▶ _Task details_
Carry on the passage about 3D printing and rapid prototyping in medicine, starting after its last sentence.

▶ _Selected extract_
Woolly mammoth prototypes! Materials and Polymer Engineers are working with Scientists, Doctors and Surgeons who are saving, extending and improving lives using three dimensional (3D) printing and or rapid prototype (RP) machines for tissue generation. These efforts often involve living prototypes, where layers of living cells are deposited onto a skeleton matrix to form 3D structures, aimed at regenerating transplant organs and tissues such as a whole heart or lung.
Industrial Designers use RP with non living materials. Processes include; (SLA) or stereolithography, (FDM) Fusion Deposit Modeling and (SLS) Stereo Laser Sintering. All three are additive build, rapid prototyping processes using thermal or photon reactive polymer resins or metals, which build a part or assembly microscopic layer by layer. First, you must create a virtual 3D CAD model of the part you want to reproduce. This may involve a 3D scan of a physical model to be constructed based on the associated missing part or parts of a human being. Like an artificial leg attached to an amputated leg. That model data is converted to a CAD file based on the structural or organic needs, for the RP geometric part assembly build process. This includes producing RP parts that extend or complete or functionally perform for or are surgically implanted in people. The mind – controlled wireless prototype machine interface is one of the missing links. Think robotic legs, the Electrical Engineers say if we can do wired, we can do wireless.

▶ _Listed records_
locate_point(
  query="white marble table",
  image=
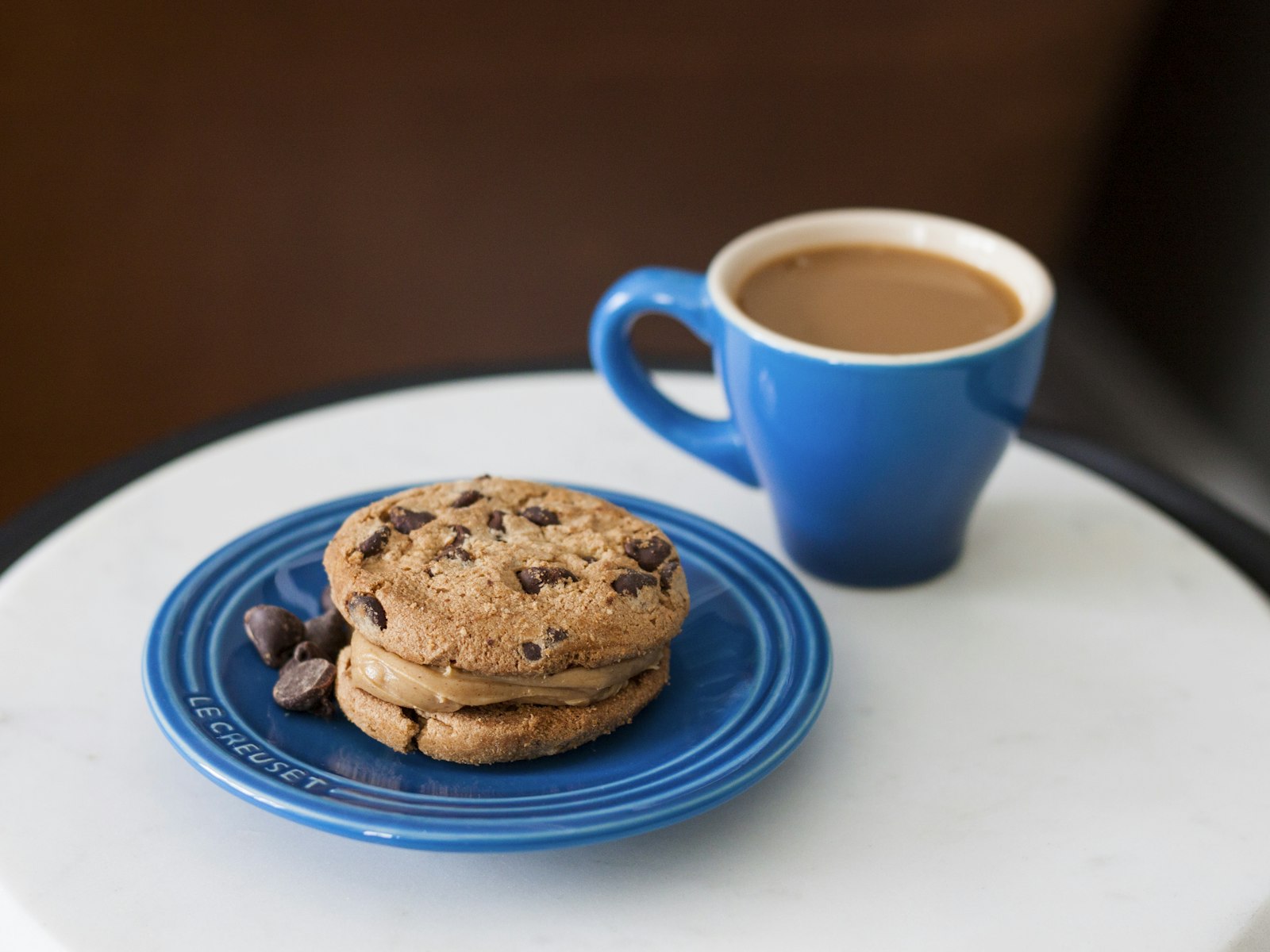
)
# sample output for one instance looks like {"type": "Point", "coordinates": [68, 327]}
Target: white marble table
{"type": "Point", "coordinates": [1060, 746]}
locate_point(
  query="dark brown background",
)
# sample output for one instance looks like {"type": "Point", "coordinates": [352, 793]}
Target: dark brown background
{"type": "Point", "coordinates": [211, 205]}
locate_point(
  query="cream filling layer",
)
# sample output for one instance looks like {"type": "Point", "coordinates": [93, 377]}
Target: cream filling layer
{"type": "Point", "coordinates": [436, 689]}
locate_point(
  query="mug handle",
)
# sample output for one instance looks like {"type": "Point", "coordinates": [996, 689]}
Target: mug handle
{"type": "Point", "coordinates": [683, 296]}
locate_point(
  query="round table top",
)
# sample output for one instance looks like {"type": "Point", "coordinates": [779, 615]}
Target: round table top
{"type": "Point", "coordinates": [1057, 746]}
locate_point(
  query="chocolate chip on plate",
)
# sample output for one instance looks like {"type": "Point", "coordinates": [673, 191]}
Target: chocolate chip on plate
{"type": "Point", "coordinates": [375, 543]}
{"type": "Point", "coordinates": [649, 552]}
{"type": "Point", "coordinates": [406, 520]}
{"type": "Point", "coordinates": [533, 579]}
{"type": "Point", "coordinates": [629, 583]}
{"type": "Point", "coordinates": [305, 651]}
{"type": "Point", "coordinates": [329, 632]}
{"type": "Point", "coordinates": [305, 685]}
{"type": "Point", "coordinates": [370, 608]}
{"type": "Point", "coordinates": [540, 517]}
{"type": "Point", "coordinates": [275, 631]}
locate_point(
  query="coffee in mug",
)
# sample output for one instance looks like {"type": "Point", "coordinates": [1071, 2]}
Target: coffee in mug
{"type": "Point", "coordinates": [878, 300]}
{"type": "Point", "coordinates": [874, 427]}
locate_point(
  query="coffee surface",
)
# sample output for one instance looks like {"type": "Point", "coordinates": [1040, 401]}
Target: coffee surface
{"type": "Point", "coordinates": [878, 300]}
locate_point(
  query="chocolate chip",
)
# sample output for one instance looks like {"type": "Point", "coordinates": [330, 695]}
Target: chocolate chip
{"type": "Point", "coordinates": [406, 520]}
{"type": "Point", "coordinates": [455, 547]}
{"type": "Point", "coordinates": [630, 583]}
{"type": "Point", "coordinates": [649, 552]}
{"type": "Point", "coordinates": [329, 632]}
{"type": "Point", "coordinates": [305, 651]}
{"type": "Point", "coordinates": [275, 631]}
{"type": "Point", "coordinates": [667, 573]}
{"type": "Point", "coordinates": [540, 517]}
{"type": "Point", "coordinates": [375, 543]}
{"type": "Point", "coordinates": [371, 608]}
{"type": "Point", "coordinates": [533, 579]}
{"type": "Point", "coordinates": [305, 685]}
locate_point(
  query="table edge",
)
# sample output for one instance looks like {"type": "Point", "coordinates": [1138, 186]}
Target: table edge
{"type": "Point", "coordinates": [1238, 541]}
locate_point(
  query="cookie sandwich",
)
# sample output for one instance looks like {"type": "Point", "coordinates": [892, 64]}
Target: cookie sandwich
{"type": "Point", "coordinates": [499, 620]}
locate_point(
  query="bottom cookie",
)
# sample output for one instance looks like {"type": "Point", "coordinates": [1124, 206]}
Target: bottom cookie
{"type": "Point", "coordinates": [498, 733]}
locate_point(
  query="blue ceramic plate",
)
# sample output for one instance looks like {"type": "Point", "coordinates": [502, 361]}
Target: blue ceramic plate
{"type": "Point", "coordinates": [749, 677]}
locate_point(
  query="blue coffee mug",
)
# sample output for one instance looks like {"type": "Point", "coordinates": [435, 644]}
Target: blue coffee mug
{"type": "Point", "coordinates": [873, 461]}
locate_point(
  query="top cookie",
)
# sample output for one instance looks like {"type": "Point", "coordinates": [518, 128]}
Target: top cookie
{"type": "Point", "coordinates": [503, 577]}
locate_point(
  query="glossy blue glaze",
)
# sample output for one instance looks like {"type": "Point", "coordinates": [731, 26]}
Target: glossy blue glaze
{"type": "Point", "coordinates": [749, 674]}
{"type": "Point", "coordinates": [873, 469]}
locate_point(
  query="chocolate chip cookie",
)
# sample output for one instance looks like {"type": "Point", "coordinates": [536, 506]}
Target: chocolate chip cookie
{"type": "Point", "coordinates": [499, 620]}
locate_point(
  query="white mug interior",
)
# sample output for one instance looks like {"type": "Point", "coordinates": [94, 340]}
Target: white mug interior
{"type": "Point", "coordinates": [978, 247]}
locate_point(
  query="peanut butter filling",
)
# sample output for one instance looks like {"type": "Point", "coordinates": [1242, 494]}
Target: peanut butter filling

▶ _Result_
In the healthcare applications, the issue is working with complex organisms internally such as animals or humans, these independent organisms have a kind of a life force which knows foreign friends from foes. These organic systems have some intelligent power or physical markers that know how to recognize, reject or attack a foreign cell or organism or material within its system. Today, many patients have pig organs or parts and other clinically grown materials that with anti-rejection drug intervention are able to stay alive and sustain their new organ parts for a long period of time. Medically, the drugs are used to suppress the rejection or immune system reaction. Which left to natural course, the host body eventually rejects the implanted or attached parasite. Advanced medicine now has efforts to use the recipient’s DNA within the 3D printers build material. This makes for the possibility that an organism can be prototyped outside of the body, which once implanted it is identified as part of the body and not rejected. These living prototypes represent a leap forward in regenerative medicine. There are also efforts to possibly reconstruct a Woolly mammoth using the fossil’s reconstituted DNA. Of course, there are a lot of missing steps, like MOM. More and more food we consume is processed synthetic organic fibers that look and taste like the real thing. It started out as a prototype in a cup, with artifical flavor and odor added, then ramped up in production. Soylent green, Yummy.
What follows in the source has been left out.